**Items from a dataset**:
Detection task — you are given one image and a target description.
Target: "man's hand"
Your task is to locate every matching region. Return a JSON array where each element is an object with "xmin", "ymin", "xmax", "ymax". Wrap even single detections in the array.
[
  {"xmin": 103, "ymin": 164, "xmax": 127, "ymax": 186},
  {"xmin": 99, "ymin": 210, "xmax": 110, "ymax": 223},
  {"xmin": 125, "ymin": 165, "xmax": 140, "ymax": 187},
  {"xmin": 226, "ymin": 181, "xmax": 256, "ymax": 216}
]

**Your objective**: Each entry above should be restated exactly as supplied.

**The completed task**:
Detection task — you are given one image and a target description.
Target: "man's hand"
Your task is to locate every matching region. Return a JSON array where each element is an object with "xmin", "ymin", "xmax", "ymax". Wrap even single detections in the array.
[
  {"xmin": 103, "ymin": 164, "xmax": 127, "ymax": 186},
  {"xmin": 99, "ymin": 210, "xmax": 110, "ymax": 223},
  {"xmin": 125, "ymin": 165, "xmax": 140, "ymax": 187},
  {"xmin": 226, "ymin": 181, "xmax": 256, "ymax": 216}
]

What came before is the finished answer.